Aim: List every line in the data below that contains the string "fuselage", copying each one in full. Matching is case-sensitive.

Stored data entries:
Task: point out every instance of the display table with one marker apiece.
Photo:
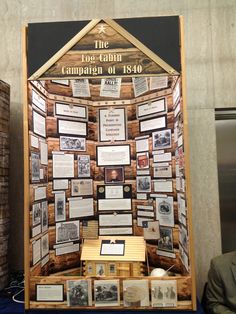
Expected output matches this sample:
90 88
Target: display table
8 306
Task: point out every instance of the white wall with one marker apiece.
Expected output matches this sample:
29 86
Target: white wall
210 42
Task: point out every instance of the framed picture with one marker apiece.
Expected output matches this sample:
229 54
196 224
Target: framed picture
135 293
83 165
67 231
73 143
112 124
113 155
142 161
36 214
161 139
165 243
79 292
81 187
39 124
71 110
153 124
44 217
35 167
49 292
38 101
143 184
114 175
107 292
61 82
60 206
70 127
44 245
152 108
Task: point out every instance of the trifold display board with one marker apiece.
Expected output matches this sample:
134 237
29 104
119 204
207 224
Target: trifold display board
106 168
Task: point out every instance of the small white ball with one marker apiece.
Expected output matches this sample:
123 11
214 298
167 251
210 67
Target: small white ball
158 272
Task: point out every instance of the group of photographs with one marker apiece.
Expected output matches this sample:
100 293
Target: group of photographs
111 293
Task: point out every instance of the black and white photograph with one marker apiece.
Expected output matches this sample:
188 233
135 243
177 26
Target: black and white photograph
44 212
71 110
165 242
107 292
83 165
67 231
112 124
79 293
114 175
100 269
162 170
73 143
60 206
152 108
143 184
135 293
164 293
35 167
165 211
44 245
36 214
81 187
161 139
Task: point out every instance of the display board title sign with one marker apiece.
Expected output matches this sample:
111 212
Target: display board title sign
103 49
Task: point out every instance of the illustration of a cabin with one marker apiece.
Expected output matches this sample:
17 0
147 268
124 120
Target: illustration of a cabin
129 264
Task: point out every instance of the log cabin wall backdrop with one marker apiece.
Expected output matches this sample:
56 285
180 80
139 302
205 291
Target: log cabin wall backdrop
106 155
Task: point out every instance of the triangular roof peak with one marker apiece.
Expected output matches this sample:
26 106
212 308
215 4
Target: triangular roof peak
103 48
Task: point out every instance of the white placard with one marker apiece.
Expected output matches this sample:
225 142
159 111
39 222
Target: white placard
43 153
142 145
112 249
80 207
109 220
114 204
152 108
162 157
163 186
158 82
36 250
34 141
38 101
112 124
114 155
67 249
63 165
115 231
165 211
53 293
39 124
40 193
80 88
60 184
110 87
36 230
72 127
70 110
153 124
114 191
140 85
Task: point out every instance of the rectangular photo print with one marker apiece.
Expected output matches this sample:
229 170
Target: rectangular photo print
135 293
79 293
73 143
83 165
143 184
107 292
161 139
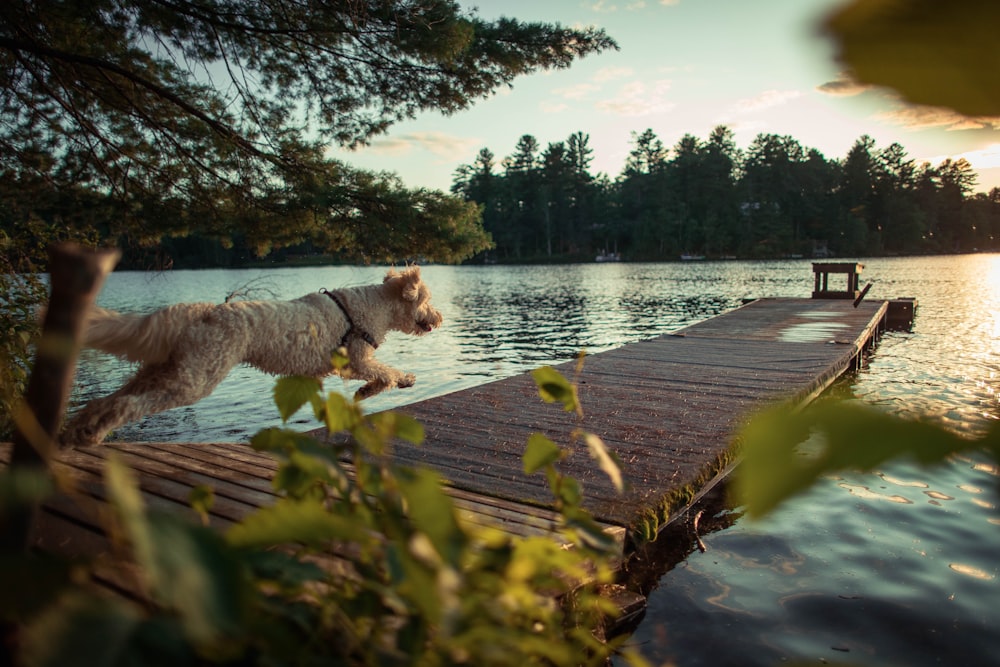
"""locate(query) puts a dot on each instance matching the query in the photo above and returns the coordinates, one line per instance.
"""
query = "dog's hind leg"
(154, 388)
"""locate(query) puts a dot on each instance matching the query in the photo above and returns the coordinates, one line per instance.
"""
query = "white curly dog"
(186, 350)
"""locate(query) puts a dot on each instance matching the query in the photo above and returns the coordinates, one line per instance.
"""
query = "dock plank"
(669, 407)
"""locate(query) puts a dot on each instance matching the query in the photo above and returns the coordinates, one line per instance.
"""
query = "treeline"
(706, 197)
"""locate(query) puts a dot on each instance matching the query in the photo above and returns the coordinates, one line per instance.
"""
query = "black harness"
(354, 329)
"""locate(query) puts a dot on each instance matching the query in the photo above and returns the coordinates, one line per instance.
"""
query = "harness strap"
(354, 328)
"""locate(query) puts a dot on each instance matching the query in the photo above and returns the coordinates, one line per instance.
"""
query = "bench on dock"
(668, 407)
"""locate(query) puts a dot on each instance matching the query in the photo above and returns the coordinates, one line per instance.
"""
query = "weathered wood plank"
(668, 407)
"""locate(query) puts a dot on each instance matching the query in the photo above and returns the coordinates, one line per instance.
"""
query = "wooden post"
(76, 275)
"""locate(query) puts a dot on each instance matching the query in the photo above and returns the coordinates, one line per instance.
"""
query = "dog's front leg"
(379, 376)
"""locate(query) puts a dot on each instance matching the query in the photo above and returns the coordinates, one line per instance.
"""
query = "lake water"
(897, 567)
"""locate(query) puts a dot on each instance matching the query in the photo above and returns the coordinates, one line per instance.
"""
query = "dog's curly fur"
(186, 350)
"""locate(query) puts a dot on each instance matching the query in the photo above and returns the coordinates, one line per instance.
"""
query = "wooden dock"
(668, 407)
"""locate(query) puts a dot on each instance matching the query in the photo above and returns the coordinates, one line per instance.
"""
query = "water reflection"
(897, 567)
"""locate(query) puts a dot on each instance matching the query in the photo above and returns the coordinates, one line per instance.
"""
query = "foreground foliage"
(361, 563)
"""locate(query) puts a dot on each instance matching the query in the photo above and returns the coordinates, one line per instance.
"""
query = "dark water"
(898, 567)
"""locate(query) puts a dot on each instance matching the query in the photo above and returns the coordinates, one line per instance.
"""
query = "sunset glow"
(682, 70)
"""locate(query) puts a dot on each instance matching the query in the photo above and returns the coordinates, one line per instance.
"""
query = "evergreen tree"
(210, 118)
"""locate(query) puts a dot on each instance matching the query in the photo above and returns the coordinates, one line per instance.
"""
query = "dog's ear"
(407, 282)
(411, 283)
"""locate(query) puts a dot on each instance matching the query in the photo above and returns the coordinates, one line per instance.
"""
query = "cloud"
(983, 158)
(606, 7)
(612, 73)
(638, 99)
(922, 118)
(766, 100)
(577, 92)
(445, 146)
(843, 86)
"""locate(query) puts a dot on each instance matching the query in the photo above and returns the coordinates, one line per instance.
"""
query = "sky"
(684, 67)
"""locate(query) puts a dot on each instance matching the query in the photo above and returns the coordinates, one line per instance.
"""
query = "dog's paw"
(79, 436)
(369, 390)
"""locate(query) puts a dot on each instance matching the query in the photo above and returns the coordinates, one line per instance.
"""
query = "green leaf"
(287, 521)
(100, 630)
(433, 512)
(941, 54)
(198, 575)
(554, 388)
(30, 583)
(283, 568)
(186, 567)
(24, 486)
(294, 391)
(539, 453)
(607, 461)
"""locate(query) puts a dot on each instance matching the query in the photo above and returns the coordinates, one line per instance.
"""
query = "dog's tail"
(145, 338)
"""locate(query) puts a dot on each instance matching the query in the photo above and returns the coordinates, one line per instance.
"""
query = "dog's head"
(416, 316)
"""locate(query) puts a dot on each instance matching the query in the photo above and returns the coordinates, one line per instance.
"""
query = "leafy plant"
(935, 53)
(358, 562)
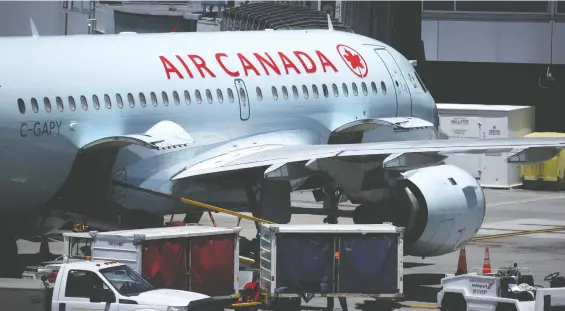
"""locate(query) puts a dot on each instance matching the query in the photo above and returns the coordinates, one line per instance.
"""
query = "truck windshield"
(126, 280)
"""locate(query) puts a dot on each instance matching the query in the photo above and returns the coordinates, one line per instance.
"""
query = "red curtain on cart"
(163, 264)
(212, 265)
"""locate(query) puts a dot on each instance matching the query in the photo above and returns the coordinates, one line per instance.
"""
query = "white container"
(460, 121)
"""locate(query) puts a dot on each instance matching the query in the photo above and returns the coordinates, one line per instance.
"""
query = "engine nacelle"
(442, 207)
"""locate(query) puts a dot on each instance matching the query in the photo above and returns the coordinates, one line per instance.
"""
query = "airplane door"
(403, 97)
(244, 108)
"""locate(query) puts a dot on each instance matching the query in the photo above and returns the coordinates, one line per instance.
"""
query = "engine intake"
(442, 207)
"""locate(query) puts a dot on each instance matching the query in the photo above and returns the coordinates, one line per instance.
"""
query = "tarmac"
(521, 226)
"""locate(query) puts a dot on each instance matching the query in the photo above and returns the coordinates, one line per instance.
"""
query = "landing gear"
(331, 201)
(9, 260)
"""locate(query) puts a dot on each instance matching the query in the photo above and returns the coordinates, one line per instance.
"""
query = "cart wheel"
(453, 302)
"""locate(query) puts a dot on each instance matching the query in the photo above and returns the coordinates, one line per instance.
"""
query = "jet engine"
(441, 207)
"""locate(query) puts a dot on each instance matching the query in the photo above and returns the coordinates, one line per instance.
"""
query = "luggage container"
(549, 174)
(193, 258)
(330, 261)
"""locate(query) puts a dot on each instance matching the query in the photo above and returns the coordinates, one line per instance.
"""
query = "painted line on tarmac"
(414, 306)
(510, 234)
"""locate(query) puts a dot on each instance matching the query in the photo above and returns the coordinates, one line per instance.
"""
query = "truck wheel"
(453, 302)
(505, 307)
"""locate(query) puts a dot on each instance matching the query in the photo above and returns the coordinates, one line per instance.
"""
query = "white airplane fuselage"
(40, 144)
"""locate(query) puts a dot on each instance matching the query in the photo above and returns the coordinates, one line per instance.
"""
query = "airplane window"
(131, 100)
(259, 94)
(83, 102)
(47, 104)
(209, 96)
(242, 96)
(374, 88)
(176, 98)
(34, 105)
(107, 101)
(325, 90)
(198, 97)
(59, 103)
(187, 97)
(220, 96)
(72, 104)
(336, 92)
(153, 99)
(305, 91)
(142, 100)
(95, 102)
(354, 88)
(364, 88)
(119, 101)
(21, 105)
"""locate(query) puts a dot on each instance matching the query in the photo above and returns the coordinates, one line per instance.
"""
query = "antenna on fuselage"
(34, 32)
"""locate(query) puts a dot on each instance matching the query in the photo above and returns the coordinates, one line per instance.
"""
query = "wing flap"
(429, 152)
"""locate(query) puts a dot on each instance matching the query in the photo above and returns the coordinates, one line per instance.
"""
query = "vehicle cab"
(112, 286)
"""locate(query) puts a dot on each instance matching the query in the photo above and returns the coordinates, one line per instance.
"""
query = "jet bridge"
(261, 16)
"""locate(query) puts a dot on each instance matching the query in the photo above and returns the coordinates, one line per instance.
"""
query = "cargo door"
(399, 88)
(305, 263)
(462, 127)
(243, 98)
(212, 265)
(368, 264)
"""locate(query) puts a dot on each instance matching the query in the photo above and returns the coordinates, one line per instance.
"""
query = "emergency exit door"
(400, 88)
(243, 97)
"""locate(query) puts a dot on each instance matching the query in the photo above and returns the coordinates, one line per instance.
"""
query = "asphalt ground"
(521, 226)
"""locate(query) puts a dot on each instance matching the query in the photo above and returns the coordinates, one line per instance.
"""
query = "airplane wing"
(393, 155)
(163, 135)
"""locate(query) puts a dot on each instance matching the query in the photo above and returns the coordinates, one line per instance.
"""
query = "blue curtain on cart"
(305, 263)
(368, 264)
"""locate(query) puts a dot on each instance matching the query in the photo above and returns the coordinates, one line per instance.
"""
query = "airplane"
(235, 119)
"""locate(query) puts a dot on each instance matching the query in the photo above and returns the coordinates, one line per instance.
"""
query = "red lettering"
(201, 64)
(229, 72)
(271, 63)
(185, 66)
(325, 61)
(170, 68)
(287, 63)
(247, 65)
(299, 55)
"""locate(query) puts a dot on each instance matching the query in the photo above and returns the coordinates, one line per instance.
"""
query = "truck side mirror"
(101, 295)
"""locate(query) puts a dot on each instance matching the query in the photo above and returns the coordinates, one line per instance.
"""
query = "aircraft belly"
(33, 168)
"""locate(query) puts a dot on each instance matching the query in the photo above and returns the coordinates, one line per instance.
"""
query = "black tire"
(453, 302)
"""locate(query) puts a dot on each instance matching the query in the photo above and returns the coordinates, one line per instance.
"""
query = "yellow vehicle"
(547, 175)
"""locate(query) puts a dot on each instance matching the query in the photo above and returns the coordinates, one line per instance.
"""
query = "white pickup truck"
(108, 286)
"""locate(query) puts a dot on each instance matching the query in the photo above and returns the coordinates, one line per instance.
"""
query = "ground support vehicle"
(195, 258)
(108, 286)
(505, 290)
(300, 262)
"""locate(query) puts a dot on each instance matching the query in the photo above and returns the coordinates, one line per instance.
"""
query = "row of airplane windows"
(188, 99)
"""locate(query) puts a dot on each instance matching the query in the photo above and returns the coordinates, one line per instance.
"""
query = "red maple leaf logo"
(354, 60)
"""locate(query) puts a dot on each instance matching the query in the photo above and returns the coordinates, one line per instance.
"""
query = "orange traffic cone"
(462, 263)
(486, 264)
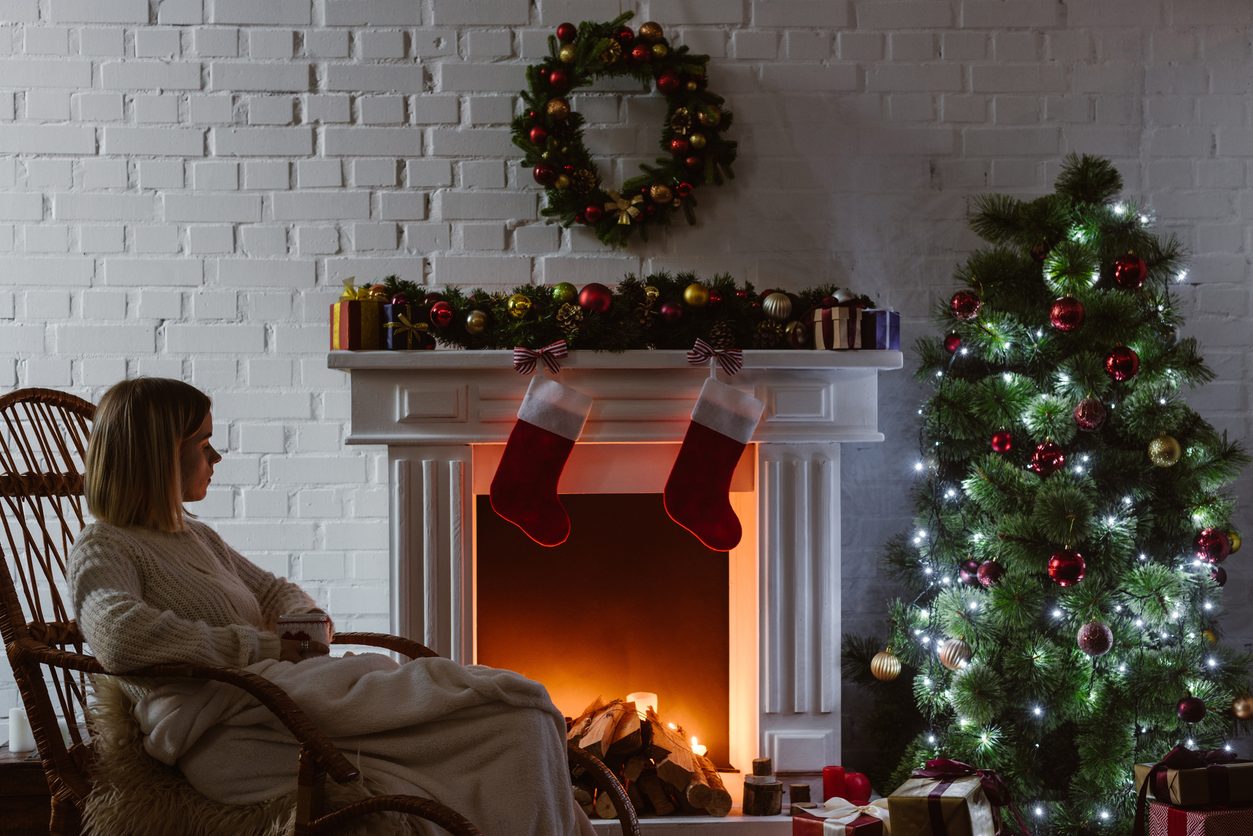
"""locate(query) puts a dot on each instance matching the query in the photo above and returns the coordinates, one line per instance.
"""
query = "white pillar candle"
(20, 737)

Answer below:
query = "white airplane fuselage"
query = "antenna on fuselage"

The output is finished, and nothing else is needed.